■ **WHAT THE TASK ASKS**
The lines below starting at the line containing "Target: firefighter in dark uniform" and ending at the line containing "Place one marker on each instance of the motorcycle headlight." are to be repeated exactly, with both ends kept and nothing else added.

■ **RECORDS PROVIDED**
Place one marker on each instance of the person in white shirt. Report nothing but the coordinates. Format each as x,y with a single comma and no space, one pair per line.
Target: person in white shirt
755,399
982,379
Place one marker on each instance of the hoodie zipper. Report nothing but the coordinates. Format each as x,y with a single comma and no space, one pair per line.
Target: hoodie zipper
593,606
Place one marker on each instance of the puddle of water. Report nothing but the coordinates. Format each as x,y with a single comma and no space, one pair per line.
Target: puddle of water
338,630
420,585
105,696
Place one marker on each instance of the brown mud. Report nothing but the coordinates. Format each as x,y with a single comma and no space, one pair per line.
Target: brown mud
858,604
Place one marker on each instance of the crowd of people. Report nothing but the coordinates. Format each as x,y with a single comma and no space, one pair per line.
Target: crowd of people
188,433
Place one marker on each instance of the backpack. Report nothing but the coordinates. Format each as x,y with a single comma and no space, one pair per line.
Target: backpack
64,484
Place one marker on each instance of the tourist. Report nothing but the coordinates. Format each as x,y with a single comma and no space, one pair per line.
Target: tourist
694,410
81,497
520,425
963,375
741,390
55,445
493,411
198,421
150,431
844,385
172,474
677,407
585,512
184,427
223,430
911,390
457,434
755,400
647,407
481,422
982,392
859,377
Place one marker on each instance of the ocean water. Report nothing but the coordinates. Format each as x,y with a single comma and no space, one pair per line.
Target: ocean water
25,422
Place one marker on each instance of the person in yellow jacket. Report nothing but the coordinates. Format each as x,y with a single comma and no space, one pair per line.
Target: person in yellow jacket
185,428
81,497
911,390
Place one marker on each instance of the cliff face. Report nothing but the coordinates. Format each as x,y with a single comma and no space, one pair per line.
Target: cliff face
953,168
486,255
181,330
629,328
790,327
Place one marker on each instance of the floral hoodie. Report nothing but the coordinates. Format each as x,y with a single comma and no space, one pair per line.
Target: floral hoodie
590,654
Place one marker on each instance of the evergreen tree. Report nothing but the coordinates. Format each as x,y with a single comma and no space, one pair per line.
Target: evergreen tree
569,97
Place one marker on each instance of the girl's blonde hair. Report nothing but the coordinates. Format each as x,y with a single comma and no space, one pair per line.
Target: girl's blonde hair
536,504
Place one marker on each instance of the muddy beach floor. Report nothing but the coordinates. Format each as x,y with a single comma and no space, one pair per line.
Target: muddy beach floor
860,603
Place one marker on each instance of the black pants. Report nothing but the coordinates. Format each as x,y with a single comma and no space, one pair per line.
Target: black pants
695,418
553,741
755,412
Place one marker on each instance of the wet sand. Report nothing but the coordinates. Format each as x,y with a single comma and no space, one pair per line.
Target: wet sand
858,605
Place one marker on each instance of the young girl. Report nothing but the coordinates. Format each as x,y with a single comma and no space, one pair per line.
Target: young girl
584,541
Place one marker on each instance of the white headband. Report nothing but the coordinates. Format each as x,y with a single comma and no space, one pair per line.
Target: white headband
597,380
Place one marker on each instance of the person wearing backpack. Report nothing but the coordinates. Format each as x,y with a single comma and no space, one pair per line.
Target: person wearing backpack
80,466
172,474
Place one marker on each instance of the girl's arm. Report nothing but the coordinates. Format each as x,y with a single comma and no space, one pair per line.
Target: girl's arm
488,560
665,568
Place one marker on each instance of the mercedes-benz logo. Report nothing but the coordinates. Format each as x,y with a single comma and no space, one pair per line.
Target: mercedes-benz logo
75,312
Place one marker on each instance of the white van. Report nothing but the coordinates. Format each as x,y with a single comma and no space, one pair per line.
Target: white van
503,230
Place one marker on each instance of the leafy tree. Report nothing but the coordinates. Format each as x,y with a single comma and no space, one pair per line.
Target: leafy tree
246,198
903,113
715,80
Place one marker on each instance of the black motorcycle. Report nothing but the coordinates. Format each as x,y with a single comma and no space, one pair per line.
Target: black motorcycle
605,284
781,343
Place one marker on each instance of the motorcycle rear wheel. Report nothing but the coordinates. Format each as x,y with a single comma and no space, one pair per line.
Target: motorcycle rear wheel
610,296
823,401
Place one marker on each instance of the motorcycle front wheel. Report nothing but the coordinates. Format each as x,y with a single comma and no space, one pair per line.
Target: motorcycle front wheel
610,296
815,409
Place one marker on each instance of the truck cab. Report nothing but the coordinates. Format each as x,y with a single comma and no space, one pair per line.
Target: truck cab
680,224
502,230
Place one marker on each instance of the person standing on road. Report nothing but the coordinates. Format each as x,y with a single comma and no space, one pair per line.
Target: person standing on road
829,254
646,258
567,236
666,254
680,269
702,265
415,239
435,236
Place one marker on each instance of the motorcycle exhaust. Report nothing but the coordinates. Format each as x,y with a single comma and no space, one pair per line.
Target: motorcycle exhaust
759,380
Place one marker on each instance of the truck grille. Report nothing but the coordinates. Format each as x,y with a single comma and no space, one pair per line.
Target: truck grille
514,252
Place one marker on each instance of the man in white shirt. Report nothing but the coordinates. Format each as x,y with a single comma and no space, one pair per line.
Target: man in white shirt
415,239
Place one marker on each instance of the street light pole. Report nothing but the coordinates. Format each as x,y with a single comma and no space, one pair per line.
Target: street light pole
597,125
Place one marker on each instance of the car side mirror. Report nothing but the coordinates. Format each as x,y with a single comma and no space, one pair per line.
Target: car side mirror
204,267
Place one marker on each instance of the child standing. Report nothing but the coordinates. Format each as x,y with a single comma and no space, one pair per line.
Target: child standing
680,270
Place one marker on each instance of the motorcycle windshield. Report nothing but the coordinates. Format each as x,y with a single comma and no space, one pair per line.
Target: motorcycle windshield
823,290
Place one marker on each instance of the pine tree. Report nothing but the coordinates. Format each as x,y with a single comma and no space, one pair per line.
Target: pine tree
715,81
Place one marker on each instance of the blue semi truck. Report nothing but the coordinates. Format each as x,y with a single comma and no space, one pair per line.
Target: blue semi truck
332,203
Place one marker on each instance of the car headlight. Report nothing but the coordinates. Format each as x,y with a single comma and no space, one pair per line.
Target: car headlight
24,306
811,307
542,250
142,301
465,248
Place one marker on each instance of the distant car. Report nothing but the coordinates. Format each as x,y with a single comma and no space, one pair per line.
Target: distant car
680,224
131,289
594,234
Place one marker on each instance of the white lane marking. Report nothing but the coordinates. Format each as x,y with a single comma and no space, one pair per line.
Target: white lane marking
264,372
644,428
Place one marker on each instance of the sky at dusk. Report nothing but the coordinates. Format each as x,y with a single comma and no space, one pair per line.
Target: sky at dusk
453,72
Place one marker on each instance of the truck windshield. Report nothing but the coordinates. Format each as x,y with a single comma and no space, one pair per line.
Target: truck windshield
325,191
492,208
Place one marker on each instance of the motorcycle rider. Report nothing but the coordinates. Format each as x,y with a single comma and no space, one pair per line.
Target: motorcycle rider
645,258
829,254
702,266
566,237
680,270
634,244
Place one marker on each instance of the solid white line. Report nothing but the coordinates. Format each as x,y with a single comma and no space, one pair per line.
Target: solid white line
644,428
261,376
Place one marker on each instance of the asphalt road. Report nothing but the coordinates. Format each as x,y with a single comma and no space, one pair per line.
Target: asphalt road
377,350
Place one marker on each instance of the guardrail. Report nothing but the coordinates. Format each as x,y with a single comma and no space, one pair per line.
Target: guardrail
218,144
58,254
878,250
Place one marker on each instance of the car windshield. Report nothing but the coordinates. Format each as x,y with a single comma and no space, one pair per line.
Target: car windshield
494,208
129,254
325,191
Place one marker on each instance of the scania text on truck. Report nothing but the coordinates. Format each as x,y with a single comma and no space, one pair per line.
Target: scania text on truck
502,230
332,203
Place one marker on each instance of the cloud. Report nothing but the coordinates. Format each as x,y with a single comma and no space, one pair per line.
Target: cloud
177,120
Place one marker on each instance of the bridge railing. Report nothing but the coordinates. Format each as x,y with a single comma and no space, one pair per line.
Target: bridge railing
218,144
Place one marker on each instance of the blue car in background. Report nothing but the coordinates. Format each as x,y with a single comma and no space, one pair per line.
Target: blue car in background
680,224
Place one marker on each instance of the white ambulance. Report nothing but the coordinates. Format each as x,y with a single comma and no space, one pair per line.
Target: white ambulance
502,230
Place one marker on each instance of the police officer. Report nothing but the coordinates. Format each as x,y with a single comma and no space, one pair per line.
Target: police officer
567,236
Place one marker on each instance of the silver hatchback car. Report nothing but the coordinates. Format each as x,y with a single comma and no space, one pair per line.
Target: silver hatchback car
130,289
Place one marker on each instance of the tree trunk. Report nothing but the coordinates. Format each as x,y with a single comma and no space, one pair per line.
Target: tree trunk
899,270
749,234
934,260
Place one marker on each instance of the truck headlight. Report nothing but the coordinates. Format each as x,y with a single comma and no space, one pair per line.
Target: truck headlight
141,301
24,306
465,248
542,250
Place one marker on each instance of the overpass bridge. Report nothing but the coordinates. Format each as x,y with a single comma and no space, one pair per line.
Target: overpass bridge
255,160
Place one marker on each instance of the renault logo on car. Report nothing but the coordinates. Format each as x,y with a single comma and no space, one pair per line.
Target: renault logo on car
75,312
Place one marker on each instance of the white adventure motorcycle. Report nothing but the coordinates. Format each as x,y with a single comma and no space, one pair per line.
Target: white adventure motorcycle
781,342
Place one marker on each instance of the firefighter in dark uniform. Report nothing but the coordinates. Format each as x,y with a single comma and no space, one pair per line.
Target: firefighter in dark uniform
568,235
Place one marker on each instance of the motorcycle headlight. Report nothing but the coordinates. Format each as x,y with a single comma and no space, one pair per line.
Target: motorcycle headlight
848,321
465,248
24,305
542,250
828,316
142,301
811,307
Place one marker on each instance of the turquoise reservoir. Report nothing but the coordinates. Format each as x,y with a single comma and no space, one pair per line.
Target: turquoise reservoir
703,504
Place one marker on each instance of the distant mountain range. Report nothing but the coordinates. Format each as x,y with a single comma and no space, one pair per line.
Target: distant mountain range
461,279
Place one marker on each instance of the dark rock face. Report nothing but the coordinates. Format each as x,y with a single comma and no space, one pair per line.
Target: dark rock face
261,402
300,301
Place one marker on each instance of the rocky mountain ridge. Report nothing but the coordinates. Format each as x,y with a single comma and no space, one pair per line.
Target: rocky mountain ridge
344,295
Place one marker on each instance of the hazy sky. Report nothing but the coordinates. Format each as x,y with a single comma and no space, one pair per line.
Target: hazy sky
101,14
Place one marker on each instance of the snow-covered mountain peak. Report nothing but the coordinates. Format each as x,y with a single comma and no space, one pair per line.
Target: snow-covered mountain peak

■ **TASK OUTPUT**
Target: firefighter in dark uniform
568,235
Place one marker on each instance of the motorcycle headlight. Report nothing but the coordinates. Format each as x,y with a single comma and no space, one pair per line.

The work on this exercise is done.